* START Given records *
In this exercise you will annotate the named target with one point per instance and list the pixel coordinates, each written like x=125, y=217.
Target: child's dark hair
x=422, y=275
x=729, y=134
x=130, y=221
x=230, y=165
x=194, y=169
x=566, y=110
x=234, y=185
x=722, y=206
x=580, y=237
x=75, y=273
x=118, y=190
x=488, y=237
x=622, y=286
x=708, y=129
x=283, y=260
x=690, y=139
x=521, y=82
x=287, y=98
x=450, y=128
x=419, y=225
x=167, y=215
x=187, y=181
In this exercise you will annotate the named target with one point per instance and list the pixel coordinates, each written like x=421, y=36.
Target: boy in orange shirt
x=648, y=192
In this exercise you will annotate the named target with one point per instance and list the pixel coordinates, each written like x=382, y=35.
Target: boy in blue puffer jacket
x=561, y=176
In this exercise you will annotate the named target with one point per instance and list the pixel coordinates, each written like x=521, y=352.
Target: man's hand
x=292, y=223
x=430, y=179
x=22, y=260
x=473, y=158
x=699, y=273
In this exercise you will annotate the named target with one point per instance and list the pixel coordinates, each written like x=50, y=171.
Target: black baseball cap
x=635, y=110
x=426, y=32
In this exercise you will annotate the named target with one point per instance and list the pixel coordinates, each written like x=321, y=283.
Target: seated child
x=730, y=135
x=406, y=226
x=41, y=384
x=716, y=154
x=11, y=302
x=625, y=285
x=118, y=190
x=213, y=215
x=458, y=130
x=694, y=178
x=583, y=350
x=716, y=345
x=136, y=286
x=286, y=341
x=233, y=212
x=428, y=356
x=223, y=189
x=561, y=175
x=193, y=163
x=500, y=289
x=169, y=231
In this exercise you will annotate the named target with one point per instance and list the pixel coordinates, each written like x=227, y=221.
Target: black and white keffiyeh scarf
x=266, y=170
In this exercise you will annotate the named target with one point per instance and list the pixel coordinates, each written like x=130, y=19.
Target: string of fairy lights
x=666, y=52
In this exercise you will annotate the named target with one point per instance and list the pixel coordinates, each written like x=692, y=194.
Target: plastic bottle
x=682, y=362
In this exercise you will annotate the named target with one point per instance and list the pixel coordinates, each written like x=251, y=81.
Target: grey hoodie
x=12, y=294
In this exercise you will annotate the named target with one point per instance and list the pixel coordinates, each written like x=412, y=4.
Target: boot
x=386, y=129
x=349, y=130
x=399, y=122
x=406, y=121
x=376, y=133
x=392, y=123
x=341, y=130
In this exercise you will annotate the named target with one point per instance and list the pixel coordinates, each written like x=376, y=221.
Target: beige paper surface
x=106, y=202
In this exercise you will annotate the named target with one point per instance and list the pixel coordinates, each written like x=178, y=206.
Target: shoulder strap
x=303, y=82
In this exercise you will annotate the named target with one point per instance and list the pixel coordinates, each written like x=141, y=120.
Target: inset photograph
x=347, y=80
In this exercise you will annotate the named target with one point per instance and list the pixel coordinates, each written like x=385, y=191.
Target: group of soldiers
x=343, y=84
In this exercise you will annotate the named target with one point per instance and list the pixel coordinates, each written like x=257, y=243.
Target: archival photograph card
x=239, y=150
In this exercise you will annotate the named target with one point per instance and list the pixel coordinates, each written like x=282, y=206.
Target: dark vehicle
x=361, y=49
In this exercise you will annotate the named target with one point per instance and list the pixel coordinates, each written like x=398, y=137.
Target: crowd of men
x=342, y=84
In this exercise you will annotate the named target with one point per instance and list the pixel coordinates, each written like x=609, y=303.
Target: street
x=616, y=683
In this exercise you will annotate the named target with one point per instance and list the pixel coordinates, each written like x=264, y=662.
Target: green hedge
* END Given records *
Copy the items from the line that has "like x=282, y=206." through the line that has "x=616, y=683", substituting "mark" for "annotate" and leaving everything else unchanged.

In this exercise you will mark the named target with one point per instance and list the pixel coordinates, each written like x=282, y=206.
Target: dark vehicle
x=361, y=49
In this exercise you will mark the named target with one point per instance and list the pixel coordinates, each written like x=398, y=137.
Target: crowd of men
x=342, y=84
In this exercise you will mark the named target with one point per instance and list the pixel coordinates, each written like x=609, y=303.
Target: street
x=616, y=683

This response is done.